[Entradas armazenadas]
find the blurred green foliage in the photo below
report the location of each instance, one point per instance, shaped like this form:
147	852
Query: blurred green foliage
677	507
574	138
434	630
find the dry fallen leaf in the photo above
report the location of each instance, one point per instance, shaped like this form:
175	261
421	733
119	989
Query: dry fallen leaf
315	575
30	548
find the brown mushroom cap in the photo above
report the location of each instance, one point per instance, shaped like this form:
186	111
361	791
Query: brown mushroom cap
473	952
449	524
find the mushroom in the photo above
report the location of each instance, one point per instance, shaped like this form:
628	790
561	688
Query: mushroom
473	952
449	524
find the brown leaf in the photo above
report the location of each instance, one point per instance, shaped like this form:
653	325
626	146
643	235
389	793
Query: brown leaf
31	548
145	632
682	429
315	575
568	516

*Exercício escrito*:
Comece na linha que contém "find the brown leaf in the photo above" e siga até o fim dos itens, reescrevendo todas essas linhas com os pedidos incluídos. Multiplique por 2,15 as coordenadas das respostas e arredonde-as para números inteiros, com metades para cima, sem alterar os pedidos nem seus modelos de formato.

*Resultado*:
find the brown leaf in the photo above
report the location of each instance, one point per instance, shaped like this form:
653	325
626	146
643	235
389	793
Query: brown leaf
67	1178
312	1359
1466	922
677	1236
1221	1109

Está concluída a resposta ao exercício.